TO DO:
Reproduce all of the data below verbatim, but leave the pictures out.

··· SOURCE RECORDS

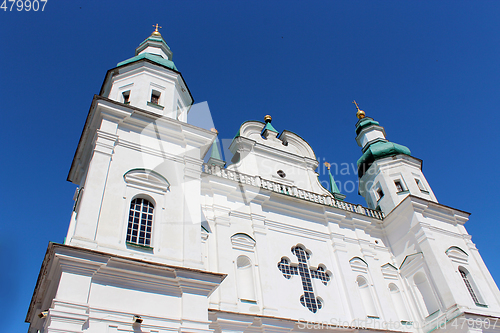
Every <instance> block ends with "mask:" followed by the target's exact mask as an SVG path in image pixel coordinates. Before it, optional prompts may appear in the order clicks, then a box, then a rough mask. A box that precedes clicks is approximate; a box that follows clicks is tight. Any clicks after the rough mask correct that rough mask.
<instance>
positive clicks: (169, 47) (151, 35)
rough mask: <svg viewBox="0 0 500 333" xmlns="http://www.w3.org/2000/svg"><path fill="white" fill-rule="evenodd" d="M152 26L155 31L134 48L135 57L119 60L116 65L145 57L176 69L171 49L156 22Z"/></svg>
mask: <svg viewBox="0 0 500 333" xmlns="http://www.w3.org/2000/svg"><path fill="white" fill-rule="evenodd" d="M153 27H155V31H153V32H152V33H151V35H150V36H149V37H148V38H146V39H145V40H144V41H143V42H142V43H141V44H140V45H139V46H138V47H137V48H136V49H135V57H133V58H130V59H127V60H125V61H122V62H119V63H118V64H117V65H116V66H117V67H120V66H123V65H127V64H129V63H133V62H136V61H139V60H142V59H147V60H150V61H152V62H154V63H157V64H159V65H162V66H164V67H167V68H169V69H173V70H175V71H177V67H175V64H174V62H173V61H172V55H173V54H172V51H171V50H170V47H169V46H168V45H167V43H166V42H165V40H164V39H163V37H162V36H161V34H160V32H159V31H158V28H161V27H160V26H159V25H158V24H156V25H153Z"/></svg>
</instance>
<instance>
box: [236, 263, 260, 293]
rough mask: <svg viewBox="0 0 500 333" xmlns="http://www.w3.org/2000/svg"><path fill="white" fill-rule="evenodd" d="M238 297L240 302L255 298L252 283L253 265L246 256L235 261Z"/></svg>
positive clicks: (254, 288) (252, 276) (254, 291)
mask: <svg viewBox="0 0 500 333" xmlns="http://www.w3.org/2000/svg"><path fill="white" fill-rule="evenodd" d="M236 269H237V280H238V281H237V284H238V296H239V298H240V300H242V301H252V302H254V301H255V300H256V298H255V284H254V281H253V265H252V261H251V260H250V258H248V257H247V256H239V257H238V259H236Z"/></svg>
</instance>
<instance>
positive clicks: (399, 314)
mask: <svg viewBox="0 0 500 333" xmlns="http://www.w3.org/2000/svg"><path fill="white" fill-rule="evenodd" d="M389 292H390V293H391V299H392V303H393V304H394V308H395V310H396V313H397V314H398V317H399V320H401V321H408V320H409V316H408V312H407V311H406V306H405V303H404V301H403V295H401V292H400V291H399V288H398V286H396V285H395V284H394V283H389Z"/></svg>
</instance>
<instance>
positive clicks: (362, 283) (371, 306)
mask: <svg viewBox="0 0 500 333" xmlns="http://www.w3.org/2000/svg"><path fill="white" fill-rule="evenodd" d="M356 283H357V284H358V288H359V293H360V294H361V300H362V301H363V306H364V308H365V312H366V315H367V316H368V317H378V315H377V309H376V308H375V303H374V302H373V298H372V294H371V292H370V286H369V285H368V281H366V279H365V278H364V277H362V276H361V275H359V276H358V277H357V278H356Z"/></svg>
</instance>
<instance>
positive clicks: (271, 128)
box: [264, 115, 279, 133]
mask: <svg viewBox="0 0 500 333" xmlns="http://www.w3.org/2000/svg"><path fill="white" fill-rule="evenodd" d="M272 120H273V118H272V117H271V116H270V115H267V116H265V117H264V121H265V122H266V126H265V127H264V131H266V130H267V131H271V132H275V133H279V132H278V131H277V130H276V129H275V128H274V127H273V125H271V121H272Z"/></svg>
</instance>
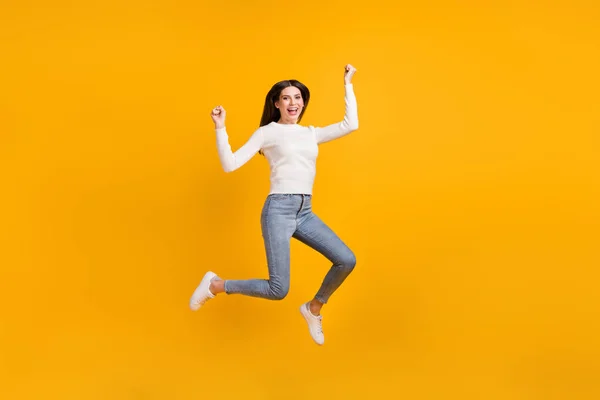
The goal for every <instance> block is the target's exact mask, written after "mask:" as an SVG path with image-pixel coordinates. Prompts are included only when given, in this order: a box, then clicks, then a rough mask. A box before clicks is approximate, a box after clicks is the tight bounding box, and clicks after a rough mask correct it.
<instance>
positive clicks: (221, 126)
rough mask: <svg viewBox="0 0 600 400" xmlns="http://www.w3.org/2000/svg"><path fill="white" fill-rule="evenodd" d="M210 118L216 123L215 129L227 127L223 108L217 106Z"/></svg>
mask: <svg viewBox="0 0 600 400" xmlns="http://www.w3.org/2000/svg"><path fill="white" fill-rule="evenodd" d="M210 117H211V118H212V120H213V122H214V123H215V129H220V128H224V127H225V109H224V108H223V106H217V107H215V108H213V109H212V111H211V112H210Z"/></svg>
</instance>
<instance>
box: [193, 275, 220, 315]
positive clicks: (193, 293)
mask: <svg viewBox="0 0 600 400" xmlns="http://www.w3.org/2000/svg"><path fill="white" fill-rule="evenodd" d="M215 276H217V274H215V273H214V272H212V271H208V272H207V273H206V274H204V277H203V278H202V280H201V281H200V284H199V285H198V287H197V288H196V290H194V293H193V294H192V297H191V298H190V309H191V310H192V311H198V310H199V309H200V307H202V306H201V305H200V304H195V302H194V298H195V297H196V296H197V295H199V294H201V293H205V292H207V291H208V288H209V287H210V281H211V280H212V278H214V277H215Z"/></svg>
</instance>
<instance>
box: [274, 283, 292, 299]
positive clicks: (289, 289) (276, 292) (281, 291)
mask: <svg viewBox="0 0 600 400" xmlns="http://www.w3.org/2000/svg"><path fill="white" fill-rule="evenodd" d="M289 291H290V286H289V285H285V286H279V285H278V286H271V293H270V294H271V296H270V297H271V299H273V300H283V299H285V296H287V294H288V293H289Z"/></svg>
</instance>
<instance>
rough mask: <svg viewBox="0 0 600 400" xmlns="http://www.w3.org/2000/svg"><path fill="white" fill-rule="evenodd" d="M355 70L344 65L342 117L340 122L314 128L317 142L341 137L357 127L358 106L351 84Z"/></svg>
mask: <svg viewBox="0 0 600 400" xmlns="http://www.w3.org/2000/svg"><path fill="white" fill-rule="evenodd" d="M355 72H356V68H354V67H353V66H352V65H350V64H348V65H346V68H345V71H344V90H345V97H344V100H345V105H346V112H345V115H344V119H343V120H342V121H341V122H338V123H335V124H331V125H328V126H326V127H323V128H315V135H316V138H317V143H325V142H329V141H331V140H334V139H338V138H341V137H342V136H345V135H347V134H349V133H350V132H353V131H355V130H357V129H358V107H357V104H356V96H355V94H354V86H353V85H352V76H353V75H354V73H355Z"/></svg>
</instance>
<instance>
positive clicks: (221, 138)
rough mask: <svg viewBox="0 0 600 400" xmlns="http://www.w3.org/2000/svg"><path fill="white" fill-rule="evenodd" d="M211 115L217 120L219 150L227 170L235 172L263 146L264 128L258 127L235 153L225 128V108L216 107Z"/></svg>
mask: <svg viewBox="0 0 600 400" xmlns="http://www.w3.org/2000/svg"><path fill="white" fill-rule="evenodd" d="M211 117H212V119H213V121H214V122H215V133H216V142H217V152H218V153H219V159H220V160H221V166H222V167H223V170H224V171H225V172H233V171H235V170H236V169H238V168H240V167H241V166H242V165H244V164H246V163H247V162H248V161H249V160H250V159H251V158H252V157H254V155H255V154H256V153H257V152H258V151H259V150H260V149H261V148H262V146H263V143H264V135H263V132H262V128H258V129H257V130H256V131H255V132H254V133H253V134H252V136H250V138H249V139H248V140H247V141H246V143H244V145H243V146H242V147H240V148H239V149H238V150H237V151H236V152H235V153H234V152H232V151H231V145H230V144H229V136H228V135H227V129H226V128H225V109H224V108H223V107H221V106H219V107H216V108H215V109H213V111H212V113H211Z"/></svg>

······

ANSWER TO THE EXERCISE:
Every <instance> block ends with "mask:" followed by the target's exact mask as an SVG path in image pixel coordinates. Before it, optional prompts may appear in the order clicks, then a box, then a rough mask. A box that precedes clicks is approximate; a box that follows clicks is tight. Any clicks after the rough mask correct that rough mask.
<instance>
positive clicks: (169, 47) (151, 35)
rough mask: <svg viewBox="0 0 500 333" xmlns="http://www.w3.org/2000/svg"><path fill="white" fill-rule="evenodd" d="M152 26L155 31L134 48L135 57L119 60L116 65L145 57L176 69L171 49L156 22Z"/></svg>
mask: <svg viewBox="0 0 500 333" xmlns="http://www.w3.org/2000/svg"><path fill="white" fill-rule="evenodd" d="M153 27H155V31H153V32H152V33H151V35H150V36H149V37H148V38H146V39H145V40H144V41H143V42H142V43H141V44H140V45H139V46H138V47H137V48H136V49H135V57H133V58H130V59H127V60H125V61H122V62H119V63H118V64H117V65H116V66H117V67H120V66H123V65H127V64H129V63H133V62H136V61H139V60H142V59H147V60H150V61H152V62H154V63H157V64H159V65H162V66H164V67H167V68H169V69H173V70H175V71H177V67H175V64H174V62H173V61H172V55H173V54H172V51H171V50H170V47H169V46H168V45H167V43H166V42H165V40H164V39H163V37H162V36H161V34H160V32H159V31H158V28H161V27H160V26H159V25H158V24H156V25H153Z"/></svg>
</instance>
<instance>
box: [236, 263, 260, 293]
rough mask: <svg viewBox="0 0 500 333" xmlns="http://www.w3.org/2000/svg"><path fill="white" fill-rule="evenodd" d="M238 297L240 302L255 298L252 283L253 265L246 256L235 261Z"/></svg>
positive clicks: (254, 288) (252, 276) (254, 291)
mask: <svg viewBox="0 0 500 333" xmlns="http://www.w3.org/2000/svg"><path fill="white" fill-rule="evenodd" d="M236 269H237V280H238V281H237V284H238V296H239V298H240V300H242V301H252V302H254V301H255V300H256V298H255V284H254V281H253V265H252V261H251V260H250V258H248V257H247V256H239V257H238V259H236Z"/></svg>
</instance>
<instance>
positive clicks: (399, 314)
mask: <svg viewBox="0 0 500 333" xmlns="http://www.w3.org/2000/svg"><path fill="white" fill-rule="evenodd" d="M389 292H390V293H391V299H392V303H393V304H394V308H395V310H396V313H397V314H398V317H399V320H401V321H408V320H409V316H408V312H407V311H406V306H405V303H404V301H403V295H401V292H400V291H399V288H398V286H396V285H395V284H394V283H389Z"/></svg>
</instance>
<instance>
positive clicks: (362, 283) (371, 306)
mask: <svg viewBox="0 0 500 333" xmlns="http://www.w3.org/2000/svg"><path fill="white" fill-rule="evenodd" d="M356 283H357V284H358V288H359V293H360V294H361V300H362V301H363V306H364V308H365V312H366V315H367V316H368V317H378V315H377V309H376V308H375V303H374V302H373V298H372V294H371V292H370V286H369V285H368V281H366V279H365V278H364V277H362V276H361V275H359V276H358V277H357V278H356Z"/></svg>
</instance>
<instance>
positive clicks: (271, 128)
box: [264, 115, 279, 133]
mask: <svg viewBox="0 0 500 333" xmlns="http://www.w3.org/2000/svg"><path fill="white" fill-rule="evenodd" d="M272 120H273V118H272V117H271V116H270V115H267V116H265V117H264V121H265V122H266V126H265V127H264V131H266V130H267V131H271V132H275V133H279V132H278V131H277V130H276V129H275V128H274V127H273V125H271V121H272Z"/></svg>
</instance>
The goal for every <instance> block is the target's exact mask, written after "mask:" as an SVG path with image-pixel coordinates. Prompts are included only when given, in this order: a box, then clicks, then a rough mask. A box before clicks is approximate, a box after clicks is the tight bounding box, and clicks after a rough mask correct it.
<instance>
positive clicks: (221, 126)
rough mask: <svg viewBox="0 0 600 400" xmlns="http://www.w3.org/2000/svg"><path fill="white" fill-rule="evenodd" d="M210 118L216 123L215 129L227 127L223 108L217 106Z"/></svg>
mask: <svg viewBox="0 0 600 400" xmlns="http://www.w3.org/2000/svg"><path fill="white" fill-rule="evenodd" d="M210 117H211V118H212V120H213V122H214V123H215V129H220V128H224V127H225V109H224V108H223V106H217V107H215V108H213V109H212V111H211V112H210Z"/></svg>
</instance>
<instance>
box: [193, 275, 220, 315]
positive clicks: (193, 293)
mask: <svg viewBox="0 0 600 400" xmlns="http://www.w3.org/2000/svg"><path fill="white" fill-rule="evenodd" d="M215 276H217V274H215V273H214V272H212V271H208V272H207V273H206V274H204V277H203V278H202V280H201V281H200V284H199V285H198V287H197V288H196V290H194V293H193V294H192V297H191V298H190V309H191V310H192V311H198V310H199V309H200V307H202V306H201V305H200V304H195V302H194V298H195V297H196V296H197V295H199V294H201V293H205V292H207V291H208V288H209V287H210V281H211V280H212V278H214V277H215Z"/></svg>
</instance>
<instance>
box: [274, 283, 292, 299]
positive clicks: (289, 289) (276, 292) (281, 291)
mask: <svg viewBox="0 0 600 400" xmlns="http://www.w3.org/2000/svg"><path fill="white" fill-rule="evenodd" d="M289 291H290V286H289V285H285V286H279V285H278V286H271V293H270V294H271V296H270V297H271V299H273V300H283V299H285V296H287V294H288V293H289Z"/></svg>
</instance>
<instance>
rough mask: <svg viewBox="0 0 600 400" xmlns="http://www.w3.org/2000/svg"><path fill="white" fill-rule="evenodd" d="M355 70L344 65L342 117L340 122L314 128L317 142L341 137L357 127L358 106L351 84Z"/></svg>
mask: <svg viewBox="0 0 600 400" xmlns="http://www.w3.org/2000/svg"><path fill="white" fill-rule="evenodd" d="M355 72H356V68H354V67H353V66H352V65H350V64H348V65H346V68H345V71H344V90H345V97H344V100H345V105H346V112H345V115H344V119H343V120H342V121H341V122H338V123H335V124H331V125H328V126H326V127H323V128H315V135H316V138H317V143H325V142H329V141H331V140H334V139H338V138H341V137H342V136H345V135H347V134H349V133H350V132H353V131H355V130H357V129H358V107H357V104H356V96H355V94H354V86H353V85H352V76H353V75H354V73H355Z"/></svg>
</instance>
<instance>
positive clicks: (221, 138)
rough mask: <svg viewBox="0 0 600 400" xmlns="http://www.w3.org/2000/svg"><path fill="white" fill-rule="evenodd" d="M211 115L217 120L219 150L227 170L235 172L263 146L264 128L258 127L235 153L225 128V108L216 107Z"/></svg>
mask: <svg viewBox="0 0 600 400" xmlns="http://www.w3.org/2000/svg"><path fill="white" fill-rule="evenodd" d="M211 117H212V119H213V121H214V122H215V133H216V142H217V152H218V153H219V159H220V160H221V166H222V167H223V170H224V171H225V172H233V171H235V170H236V169H238V168H240V167H241V166H242V165H244V164H246V163H247V162H248V161H249V160H250V159H251V158H252V157H254V155H255V154H256V153H257V152H258V151H259V150H260V149H261V148H262V146H263V143H264V135H263V132H262V128H258V129H257V130H256V131H255V132H254V133H253V134H252V136H250V138H249V139H248V140H247V141H246V143H244V145H243V146H242V147H240V148H239V149H238V150H237V151H236V152H235V153H234V152H232V151H231V145H230V144H229V136H228V135H227V129H226V128H225V109H224V108H223V107H221V106H219V107H216V108H215V109H213V111H212V113H211Z"/></svg>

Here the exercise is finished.